### SOURCE PASSAGE
********************

I'm new at being single. I met my husband when I was 19, and I've just been divorced 1 1/2 years. I have a number of single women and men friends who are talking about the AIDS problem. We're all saying that this is no time to be single. AIDS is all-consuming. People wondering who has it, who's going to get it? It's like being under siege. This (disease) is going to do a lot for monogamy.
--Paula Van Ness, new executive director of AIDS Project Los Angeles, December, 1985.
Because of her job, Paula Van Ness spends a lot more time than most people in dealing with the health crisis caused by AIDS, acquired immune deficiency syndrome. But, personally, as a single heterosexual, Van Ness has the same concerns and fears as do her peers across the nation.
A Flood of Questions
Of late, single straight people everywhere--in bars and restaurants, singles groups, at Monday Night Football games and church gatherings--are asking questions. Some even call AIDS hot lines, querying:
--What is my risk of getting this deadly disease?
--How do I know, since the incubation period for AIDS can be five years or longer, who already has been exposed?
--Is AIDS so frightening that I should change my life style and sexual habits?
--Where do we go from here, from the casual sex of the '60s and '70s to no sex in the '80s?
They are questions similar to those that the homosexual community began asking four years ago when the AIDS epidemic zeroed in on gays and began a killing swath across the large gay populations of the country, particularly in New York, San Francisco and Los Angeles.
There are no easy answers.
It was June, 1981, when the first five cases of AIDS were discovered among homosexual males in Los Angeles. Today, more than 14,000 people have contracted it in the United States; more than half of those have died. Scientists estimate 1.2 million to 2 million people in the United States already have been exposed to the AIDS virus.
73% of Victims Homosexuals
The majority of AIDS cases still is confined to what scientists and physicians call high-risk groups--73% are centered among the country's gay population; 17% among heterosexual drug users, 3% among hemophiliacs or persons infected from blood transfusions.
Only 1% of heterosexuals not considered high risk have come down with AIDS, and most of those are women, who presumably contracted it through sexual contact with an infected male.
The other 6% of the diagnosed AIDS cases do not fit into any other risk groups.
But AIDS remains a puzzle: Will it continue confining itself mainly to gays, probably passed on through the common practice of anal intercourse? Or will cases in the heterosexual population begin to rise as the disease spreads, nearly doubling every year?
AIDS researchers across the country debate the issue almost weekly. Some say it will infect more and more non-high-risk heterosexuals as AIDS seems to have done in Africa; some say it won't.
One of the major problems scientists have in trying to track AIDS is that they don't have enough history of the disease yet, and they don't know how to predict what course AIDS may take because of the long incubation period between the time of infection and when the symptoms of the disease show up. Some researchers even are speculating AIDS may lie dormant in a infected person for up to 14 years.
It is the unknowns of AIDS that bring the dread.

********************

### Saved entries
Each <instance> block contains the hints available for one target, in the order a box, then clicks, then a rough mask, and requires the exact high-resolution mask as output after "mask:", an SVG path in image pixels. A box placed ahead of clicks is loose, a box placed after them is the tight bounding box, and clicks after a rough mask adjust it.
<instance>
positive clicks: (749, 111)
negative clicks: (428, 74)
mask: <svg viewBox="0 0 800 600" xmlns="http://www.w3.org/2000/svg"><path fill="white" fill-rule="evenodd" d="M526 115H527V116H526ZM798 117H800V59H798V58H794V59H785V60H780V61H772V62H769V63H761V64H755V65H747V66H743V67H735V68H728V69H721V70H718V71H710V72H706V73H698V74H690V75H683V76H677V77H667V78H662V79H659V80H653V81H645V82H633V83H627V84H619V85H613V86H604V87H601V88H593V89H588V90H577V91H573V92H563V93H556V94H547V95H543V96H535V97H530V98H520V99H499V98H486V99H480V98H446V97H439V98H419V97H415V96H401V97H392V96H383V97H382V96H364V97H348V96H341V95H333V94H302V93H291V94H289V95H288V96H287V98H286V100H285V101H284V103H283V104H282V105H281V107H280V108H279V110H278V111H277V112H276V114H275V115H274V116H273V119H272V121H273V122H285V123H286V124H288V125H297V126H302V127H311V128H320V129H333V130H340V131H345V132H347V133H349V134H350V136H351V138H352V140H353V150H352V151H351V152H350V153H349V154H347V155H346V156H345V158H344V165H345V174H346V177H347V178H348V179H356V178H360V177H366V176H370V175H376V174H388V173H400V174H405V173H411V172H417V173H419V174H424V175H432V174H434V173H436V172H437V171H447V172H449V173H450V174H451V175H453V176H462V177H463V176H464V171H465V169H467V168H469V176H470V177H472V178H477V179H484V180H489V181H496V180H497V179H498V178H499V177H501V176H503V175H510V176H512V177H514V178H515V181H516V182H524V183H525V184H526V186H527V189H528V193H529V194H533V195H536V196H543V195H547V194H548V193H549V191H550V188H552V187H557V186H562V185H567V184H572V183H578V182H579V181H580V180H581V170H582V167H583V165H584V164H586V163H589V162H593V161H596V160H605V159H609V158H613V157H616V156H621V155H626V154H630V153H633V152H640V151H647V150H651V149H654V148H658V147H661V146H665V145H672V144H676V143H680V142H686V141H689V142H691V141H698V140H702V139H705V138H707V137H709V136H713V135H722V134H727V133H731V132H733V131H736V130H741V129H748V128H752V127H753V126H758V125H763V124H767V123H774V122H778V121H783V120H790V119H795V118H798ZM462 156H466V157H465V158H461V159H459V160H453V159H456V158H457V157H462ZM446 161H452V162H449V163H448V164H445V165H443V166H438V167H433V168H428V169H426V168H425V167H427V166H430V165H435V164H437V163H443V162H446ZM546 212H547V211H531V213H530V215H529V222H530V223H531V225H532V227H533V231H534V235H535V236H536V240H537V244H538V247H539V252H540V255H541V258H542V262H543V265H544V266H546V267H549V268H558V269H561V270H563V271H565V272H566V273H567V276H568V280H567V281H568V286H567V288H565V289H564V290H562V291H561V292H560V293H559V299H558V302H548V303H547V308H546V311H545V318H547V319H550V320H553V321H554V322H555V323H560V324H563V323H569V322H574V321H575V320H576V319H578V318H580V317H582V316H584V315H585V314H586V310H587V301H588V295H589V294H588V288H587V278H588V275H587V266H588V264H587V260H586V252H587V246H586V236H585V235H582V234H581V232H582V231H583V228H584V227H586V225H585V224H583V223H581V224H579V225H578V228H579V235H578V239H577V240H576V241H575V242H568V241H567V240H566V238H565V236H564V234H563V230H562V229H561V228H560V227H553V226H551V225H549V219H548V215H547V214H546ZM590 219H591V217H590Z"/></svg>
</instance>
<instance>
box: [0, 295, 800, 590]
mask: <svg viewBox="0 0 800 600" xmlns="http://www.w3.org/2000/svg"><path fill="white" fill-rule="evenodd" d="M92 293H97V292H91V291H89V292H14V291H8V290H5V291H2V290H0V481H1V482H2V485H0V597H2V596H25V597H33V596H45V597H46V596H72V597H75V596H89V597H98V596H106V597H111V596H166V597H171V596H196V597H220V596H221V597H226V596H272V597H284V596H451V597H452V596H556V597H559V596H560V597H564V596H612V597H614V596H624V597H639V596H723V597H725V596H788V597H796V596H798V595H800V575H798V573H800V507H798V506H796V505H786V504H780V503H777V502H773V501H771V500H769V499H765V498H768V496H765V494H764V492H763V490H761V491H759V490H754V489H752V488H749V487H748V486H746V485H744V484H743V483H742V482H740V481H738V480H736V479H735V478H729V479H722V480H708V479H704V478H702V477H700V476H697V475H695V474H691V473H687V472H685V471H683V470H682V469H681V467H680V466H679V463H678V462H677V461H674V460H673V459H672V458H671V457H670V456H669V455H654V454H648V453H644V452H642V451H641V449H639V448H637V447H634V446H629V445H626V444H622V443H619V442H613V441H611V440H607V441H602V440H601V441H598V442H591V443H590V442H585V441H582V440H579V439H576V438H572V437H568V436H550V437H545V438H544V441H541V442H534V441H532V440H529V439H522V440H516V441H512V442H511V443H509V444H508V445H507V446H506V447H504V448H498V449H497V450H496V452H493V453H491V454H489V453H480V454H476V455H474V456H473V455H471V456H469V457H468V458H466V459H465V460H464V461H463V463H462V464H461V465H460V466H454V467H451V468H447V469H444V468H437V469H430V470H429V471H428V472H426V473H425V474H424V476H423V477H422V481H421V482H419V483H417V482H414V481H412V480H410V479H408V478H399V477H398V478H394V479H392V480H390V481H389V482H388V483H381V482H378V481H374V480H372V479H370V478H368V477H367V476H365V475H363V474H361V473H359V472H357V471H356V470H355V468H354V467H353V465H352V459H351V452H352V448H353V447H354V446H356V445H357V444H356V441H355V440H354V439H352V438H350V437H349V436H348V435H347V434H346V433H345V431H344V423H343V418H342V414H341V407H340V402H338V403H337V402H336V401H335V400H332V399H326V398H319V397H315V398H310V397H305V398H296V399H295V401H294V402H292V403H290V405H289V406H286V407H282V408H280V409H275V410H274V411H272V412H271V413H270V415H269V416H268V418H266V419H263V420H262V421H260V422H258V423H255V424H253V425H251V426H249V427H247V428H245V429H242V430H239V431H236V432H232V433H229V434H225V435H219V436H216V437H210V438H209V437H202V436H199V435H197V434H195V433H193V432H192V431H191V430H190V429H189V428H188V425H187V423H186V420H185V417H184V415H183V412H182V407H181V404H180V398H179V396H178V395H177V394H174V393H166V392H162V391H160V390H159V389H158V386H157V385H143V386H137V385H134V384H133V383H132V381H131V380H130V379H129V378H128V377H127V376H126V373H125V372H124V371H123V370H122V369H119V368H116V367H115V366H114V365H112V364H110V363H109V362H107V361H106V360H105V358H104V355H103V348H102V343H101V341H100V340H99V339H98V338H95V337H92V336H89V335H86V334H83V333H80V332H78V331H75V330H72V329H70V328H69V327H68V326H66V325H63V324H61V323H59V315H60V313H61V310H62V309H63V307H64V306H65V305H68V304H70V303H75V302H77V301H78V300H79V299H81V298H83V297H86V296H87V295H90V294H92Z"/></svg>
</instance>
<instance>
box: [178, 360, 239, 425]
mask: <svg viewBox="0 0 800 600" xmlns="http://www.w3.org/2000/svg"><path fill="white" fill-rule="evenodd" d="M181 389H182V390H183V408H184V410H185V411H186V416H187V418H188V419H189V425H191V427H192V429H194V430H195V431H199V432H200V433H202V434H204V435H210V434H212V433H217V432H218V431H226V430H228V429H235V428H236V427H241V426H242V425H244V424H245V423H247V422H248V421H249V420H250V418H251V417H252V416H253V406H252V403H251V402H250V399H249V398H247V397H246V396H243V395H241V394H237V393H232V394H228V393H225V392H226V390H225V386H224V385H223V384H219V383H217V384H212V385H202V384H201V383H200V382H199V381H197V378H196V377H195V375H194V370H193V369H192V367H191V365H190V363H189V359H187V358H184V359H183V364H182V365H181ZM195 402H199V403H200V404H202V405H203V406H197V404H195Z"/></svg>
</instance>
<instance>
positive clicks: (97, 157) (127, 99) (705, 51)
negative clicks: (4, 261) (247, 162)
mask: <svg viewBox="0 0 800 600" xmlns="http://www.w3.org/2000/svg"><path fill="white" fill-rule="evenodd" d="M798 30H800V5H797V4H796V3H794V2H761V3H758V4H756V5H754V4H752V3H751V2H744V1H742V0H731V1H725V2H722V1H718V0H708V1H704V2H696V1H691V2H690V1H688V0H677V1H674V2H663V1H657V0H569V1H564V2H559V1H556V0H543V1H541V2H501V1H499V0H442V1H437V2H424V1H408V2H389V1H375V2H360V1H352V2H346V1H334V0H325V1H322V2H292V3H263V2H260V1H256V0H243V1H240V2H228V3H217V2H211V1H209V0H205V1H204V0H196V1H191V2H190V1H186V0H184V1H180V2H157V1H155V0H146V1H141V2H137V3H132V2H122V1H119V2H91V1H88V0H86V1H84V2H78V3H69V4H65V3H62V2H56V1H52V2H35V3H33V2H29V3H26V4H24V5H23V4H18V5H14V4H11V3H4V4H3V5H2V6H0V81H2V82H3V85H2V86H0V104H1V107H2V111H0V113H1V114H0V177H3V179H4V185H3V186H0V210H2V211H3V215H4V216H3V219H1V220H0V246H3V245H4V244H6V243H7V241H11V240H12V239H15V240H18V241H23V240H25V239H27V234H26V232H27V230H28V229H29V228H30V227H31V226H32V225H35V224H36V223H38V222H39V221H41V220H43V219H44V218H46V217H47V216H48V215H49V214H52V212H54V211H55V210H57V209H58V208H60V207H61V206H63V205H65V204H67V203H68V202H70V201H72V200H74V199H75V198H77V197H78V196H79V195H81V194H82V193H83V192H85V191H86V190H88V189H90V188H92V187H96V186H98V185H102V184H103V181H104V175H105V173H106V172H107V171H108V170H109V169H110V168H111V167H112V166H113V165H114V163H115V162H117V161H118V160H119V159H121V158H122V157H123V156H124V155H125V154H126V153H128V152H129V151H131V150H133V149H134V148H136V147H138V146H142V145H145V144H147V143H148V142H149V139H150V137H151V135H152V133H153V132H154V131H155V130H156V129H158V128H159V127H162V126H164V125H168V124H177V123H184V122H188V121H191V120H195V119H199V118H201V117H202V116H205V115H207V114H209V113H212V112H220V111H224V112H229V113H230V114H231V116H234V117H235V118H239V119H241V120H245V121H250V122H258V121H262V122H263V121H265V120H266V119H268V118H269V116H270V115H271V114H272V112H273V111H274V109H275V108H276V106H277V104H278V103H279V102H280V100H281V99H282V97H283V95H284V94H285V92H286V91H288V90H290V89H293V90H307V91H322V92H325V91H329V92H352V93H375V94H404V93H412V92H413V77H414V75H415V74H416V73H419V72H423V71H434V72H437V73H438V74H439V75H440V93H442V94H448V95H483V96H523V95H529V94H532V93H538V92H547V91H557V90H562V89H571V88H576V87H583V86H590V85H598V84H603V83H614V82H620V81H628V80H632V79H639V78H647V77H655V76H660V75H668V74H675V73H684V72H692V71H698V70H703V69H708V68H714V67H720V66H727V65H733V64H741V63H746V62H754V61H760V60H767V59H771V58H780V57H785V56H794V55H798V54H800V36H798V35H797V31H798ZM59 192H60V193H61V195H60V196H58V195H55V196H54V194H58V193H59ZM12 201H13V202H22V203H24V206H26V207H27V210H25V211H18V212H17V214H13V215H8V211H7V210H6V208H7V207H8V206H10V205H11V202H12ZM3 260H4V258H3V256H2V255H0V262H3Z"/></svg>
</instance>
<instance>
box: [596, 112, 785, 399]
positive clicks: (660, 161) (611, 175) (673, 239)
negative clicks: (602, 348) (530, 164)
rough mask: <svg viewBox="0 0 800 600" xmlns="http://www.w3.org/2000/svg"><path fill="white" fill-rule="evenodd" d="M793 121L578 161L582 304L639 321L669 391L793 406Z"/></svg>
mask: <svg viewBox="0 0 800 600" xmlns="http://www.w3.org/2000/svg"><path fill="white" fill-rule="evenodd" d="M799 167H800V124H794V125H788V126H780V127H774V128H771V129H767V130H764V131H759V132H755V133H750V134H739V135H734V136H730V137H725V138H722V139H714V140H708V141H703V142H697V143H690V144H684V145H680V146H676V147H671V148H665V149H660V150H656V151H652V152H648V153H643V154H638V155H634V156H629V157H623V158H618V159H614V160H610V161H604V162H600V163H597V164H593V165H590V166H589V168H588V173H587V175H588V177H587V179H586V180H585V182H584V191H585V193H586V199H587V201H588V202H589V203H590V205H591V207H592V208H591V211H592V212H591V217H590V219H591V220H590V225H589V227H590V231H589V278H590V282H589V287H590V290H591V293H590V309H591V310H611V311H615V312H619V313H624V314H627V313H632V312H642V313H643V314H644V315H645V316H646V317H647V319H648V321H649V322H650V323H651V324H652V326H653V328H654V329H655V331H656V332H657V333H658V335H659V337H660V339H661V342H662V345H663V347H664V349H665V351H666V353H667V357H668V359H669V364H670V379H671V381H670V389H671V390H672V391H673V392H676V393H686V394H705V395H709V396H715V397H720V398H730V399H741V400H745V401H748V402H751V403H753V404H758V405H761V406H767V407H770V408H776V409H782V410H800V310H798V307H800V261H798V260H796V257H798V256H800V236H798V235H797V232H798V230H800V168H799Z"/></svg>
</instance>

********************

### TASK SET
1) Answer the following from the AIDS article.
(a) In what month and year were the first five cases of AIDS discovered, and among whom?
(b) What percentage of AIDS cases is among heterosexual drug users?
(c) For up to how many years do some researchers speculate AIDS may lie dormant in an infected person?
2) From the AIDS article, reproduce the passage from "I'm new at being" up to and including "across the nation.".
3) List every city named in the AIDS article.

### ANSWERS FOR EACH ITEM
1)
(a) June 1981, among homosexual males in Los Angeles.
(b) 17%.
(c) Up to 14 years.

2)
I'm new at being single. I met my husband when I was 19, and I've just been divorced 1 1/2 years. I have a number of single women and men friends who are talking about the AIDS problem. We're all saying that this is no time to be single. AIDS is all-consuming. People wondering who has it, who's going to get it? It's like being under siege. This (disease) is going to do a lot for monogamy.
--Paula Van Ness, new executive director of AIDS Project Los Angeles, December, 1985.
Because of her job, Paula Van Ness spends a lot more time than most people in dealing with the health crisis caused by AIDS, acquired immune deficiency syndrome. But, personally, as a single heterosexual, Van Ness has the same concerns and fears as do her peers across the nation.

3)
Los Angeles
New York
San Francisco